::: Record set
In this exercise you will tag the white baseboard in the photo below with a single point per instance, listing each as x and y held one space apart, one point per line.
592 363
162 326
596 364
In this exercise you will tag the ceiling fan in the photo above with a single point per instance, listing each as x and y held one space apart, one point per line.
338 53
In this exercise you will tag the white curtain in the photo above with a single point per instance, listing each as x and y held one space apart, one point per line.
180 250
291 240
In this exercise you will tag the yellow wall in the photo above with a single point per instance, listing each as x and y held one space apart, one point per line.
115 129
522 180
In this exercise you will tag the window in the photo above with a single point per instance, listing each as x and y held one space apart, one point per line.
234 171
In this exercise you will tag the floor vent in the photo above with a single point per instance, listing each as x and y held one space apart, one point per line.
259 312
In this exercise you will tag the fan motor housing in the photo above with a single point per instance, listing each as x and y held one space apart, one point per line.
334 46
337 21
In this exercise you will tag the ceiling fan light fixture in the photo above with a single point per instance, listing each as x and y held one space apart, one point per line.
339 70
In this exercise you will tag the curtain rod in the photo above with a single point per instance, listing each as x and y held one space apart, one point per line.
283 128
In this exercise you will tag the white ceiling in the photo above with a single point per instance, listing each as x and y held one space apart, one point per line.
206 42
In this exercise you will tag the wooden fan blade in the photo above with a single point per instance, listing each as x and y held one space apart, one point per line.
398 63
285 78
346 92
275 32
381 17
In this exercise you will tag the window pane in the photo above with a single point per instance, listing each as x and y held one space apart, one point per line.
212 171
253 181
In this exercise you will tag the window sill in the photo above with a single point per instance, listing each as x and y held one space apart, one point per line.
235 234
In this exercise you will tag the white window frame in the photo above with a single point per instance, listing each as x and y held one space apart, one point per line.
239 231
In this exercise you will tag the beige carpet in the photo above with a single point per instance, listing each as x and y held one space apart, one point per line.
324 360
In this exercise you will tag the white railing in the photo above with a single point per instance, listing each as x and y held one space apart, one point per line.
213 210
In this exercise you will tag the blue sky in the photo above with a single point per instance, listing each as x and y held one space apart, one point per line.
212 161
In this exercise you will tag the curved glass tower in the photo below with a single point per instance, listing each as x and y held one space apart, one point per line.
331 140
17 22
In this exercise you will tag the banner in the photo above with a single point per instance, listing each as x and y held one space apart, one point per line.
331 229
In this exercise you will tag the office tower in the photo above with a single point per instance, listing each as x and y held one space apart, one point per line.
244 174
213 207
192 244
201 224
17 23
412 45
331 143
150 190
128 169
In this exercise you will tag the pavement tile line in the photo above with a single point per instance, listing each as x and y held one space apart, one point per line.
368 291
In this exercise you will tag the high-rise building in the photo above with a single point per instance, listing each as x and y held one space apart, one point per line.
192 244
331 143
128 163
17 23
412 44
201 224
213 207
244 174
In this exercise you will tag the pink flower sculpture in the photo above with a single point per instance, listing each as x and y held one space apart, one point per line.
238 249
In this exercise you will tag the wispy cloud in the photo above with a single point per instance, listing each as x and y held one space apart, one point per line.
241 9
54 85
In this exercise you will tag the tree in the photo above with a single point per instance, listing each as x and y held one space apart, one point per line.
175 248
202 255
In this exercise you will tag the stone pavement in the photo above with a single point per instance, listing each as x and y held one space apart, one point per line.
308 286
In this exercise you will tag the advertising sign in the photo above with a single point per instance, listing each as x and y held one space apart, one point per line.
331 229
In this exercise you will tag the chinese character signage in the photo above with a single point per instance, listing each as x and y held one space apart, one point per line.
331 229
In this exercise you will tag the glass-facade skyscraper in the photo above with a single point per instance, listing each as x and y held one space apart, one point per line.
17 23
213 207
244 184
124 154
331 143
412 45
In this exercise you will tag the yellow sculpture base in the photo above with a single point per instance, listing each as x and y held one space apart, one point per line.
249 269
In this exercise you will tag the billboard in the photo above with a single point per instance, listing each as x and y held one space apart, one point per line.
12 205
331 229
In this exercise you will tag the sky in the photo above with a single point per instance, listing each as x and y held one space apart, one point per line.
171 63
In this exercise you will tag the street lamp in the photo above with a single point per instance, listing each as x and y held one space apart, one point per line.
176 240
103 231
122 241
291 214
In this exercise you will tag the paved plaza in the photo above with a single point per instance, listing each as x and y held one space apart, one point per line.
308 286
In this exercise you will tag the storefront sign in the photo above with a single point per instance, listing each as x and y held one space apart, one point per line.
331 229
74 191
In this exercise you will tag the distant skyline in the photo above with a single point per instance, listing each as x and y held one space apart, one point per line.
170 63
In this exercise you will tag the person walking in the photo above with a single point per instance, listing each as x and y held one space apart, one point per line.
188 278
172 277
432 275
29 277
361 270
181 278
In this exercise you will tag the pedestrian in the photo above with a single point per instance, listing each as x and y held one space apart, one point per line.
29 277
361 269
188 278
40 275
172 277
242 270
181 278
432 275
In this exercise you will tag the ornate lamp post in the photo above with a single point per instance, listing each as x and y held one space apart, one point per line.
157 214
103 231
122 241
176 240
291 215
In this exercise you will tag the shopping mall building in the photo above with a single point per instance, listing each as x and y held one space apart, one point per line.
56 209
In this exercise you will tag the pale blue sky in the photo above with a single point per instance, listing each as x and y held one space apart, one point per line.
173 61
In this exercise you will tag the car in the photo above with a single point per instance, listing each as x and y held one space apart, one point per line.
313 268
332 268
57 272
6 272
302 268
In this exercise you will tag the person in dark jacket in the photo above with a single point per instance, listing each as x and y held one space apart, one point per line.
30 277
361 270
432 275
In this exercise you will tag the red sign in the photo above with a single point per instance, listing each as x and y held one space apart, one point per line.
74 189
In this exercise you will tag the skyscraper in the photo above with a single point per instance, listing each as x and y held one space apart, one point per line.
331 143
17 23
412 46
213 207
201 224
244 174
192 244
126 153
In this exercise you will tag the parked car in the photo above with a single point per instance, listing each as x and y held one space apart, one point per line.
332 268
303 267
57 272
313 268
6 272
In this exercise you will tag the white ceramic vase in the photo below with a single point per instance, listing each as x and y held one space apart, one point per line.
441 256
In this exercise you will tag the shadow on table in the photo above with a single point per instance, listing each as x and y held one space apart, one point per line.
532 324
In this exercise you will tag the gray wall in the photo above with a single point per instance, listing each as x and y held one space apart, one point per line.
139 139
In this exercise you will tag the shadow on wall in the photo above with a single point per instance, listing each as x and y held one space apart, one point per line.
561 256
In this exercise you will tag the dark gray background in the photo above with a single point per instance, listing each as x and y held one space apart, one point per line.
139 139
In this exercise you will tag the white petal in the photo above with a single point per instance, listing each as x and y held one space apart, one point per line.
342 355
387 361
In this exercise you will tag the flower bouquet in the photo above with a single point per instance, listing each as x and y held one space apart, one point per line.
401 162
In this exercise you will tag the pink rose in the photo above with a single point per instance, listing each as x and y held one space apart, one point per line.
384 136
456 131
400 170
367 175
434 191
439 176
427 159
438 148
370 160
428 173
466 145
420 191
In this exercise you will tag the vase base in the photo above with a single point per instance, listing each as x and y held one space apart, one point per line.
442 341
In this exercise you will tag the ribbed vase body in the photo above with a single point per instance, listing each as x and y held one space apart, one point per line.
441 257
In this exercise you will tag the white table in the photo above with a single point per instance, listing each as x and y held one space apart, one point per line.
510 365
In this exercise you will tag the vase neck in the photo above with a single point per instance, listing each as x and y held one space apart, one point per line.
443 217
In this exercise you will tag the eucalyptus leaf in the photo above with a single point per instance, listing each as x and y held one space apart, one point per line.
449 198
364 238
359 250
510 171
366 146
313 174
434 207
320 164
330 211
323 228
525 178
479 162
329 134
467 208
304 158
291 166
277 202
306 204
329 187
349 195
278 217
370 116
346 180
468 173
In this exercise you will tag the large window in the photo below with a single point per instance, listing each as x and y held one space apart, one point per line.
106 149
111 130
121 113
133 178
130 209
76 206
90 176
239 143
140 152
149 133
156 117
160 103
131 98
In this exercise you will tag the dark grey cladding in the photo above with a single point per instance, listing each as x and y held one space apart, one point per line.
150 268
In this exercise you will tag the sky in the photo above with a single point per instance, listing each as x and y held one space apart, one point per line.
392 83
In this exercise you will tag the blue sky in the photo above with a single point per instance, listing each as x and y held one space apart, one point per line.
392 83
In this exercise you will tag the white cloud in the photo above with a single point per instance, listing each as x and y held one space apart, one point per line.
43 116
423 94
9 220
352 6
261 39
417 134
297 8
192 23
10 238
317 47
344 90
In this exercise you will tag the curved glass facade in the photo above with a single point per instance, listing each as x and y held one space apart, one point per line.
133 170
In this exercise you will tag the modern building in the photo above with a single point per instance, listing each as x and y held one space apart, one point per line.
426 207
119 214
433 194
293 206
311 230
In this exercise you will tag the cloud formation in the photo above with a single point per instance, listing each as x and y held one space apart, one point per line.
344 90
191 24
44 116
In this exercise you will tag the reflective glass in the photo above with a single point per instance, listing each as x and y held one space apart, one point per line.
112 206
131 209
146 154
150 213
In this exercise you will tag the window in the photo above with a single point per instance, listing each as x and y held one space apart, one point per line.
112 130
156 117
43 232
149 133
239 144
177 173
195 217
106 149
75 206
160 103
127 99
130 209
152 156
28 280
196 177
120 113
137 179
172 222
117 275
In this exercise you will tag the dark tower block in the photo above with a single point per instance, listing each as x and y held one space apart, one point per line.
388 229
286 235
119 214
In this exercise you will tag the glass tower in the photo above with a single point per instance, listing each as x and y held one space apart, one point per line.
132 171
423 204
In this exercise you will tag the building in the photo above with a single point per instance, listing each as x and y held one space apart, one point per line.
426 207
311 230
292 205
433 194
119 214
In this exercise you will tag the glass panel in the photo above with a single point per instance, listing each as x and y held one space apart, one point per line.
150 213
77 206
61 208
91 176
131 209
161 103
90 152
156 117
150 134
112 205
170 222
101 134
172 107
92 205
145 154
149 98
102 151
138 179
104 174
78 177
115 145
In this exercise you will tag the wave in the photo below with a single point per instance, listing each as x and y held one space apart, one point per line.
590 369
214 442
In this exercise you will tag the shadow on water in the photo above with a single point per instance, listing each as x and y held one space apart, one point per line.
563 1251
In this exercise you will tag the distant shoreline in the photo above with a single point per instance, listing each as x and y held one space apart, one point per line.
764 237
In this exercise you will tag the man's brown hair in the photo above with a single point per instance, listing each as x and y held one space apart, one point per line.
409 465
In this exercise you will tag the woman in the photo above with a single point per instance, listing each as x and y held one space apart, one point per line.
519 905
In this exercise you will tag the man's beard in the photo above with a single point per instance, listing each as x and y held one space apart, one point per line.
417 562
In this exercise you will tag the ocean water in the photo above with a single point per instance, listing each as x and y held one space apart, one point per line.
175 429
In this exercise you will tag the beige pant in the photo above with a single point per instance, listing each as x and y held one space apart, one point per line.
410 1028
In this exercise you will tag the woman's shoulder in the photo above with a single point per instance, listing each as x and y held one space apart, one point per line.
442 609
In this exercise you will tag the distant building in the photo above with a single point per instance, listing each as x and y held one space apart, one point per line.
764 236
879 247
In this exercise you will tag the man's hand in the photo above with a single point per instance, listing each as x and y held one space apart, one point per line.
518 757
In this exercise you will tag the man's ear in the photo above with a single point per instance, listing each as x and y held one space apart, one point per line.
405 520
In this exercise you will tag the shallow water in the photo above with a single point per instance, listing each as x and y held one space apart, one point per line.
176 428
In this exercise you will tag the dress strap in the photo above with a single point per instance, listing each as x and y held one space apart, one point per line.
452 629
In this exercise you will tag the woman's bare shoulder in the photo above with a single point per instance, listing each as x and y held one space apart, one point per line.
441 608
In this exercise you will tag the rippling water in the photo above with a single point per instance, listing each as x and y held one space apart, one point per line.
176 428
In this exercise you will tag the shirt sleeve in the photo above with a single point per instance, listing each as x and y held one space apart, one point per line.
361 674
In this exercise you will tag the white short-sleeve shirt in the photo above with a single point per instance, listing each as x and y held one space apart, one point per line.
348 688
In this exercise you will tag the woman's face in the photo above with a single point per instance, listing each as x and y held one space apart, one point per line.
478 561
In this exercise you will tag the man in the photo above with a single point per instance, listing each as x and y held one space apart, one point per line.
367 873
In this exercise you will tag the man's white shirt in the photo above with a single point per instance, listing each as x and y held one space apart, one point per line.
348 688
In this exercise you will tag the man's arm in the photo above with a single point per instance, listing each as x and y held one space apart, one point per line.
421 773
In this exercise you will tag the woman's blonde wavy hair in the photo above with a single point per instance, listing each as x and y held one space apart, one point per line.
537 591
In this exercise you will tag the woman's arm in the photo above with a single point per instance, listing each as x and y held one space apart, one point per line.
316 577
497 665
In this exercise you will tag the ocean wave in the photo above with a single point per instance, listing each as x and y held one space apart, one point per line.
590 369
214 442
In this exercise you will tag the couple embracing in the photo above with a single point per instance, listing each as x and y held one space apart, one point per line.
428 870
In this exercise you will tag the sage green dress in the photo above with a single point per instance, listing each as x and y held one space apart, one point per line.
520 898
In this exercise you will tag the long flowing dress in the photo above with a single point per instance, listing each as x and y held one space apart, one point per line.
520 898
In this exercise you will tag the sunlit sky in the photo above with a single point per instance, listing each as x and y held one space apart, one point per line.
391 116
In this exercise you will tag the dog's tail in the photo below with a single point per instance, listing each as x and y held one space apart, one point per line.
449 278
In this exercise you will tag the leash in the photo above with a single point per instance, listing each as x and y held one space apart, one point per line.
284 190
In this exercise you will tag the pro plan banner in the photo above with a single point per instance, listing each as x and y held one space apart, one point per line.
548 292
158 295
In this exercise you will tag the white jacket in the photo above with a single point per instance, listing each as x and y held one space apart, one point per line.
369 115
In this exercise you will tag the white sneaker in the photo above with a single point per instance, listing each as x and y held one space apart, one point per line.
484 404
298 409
::::::
__Goal__:
Locate "In this exercise you will tag the sage" in the material, then quote the line that contains it and all lines after it through the final one.

__Solution to this exercise__:
In this exercise you will tag the sage green dress in the photo above with a single point per instance, listing each as x and y held one space apart, one point per line.
520 898
In this exercise you will tag the long flowing dress in the photo above with a single point per instance, listing each as x and y held one space apart, one point per line.
520 898
In this exercise you will tag the sunlit sky in the photo above with a single point per instance, listing each as x and y held one space apart, one point per line.
391 116
In this exercise you will tag the dog's tail in the photo below with a single point per instance, listing each as x and y held one space apart, one point per line.
449 278
In this exercise you will tag the leash in the photo above with a single point per instance, listing each as x and y held one space apart, one point per line.
284 190
In this exercise you will tag the pro plan banner in the photo above with a single point per instance, listing each as x and y held one space apart, one point per line.
548 292
158 295
In this exercise you will tag the white jacket in the photo above with a single point per instance, listing each as x and y held one space apart, one point per line.
369 115
In this exercise you will tag the white sneaker in the photo above with a single point per instance, listing each as x and y held one space apart, one point per line.
484 404
298 409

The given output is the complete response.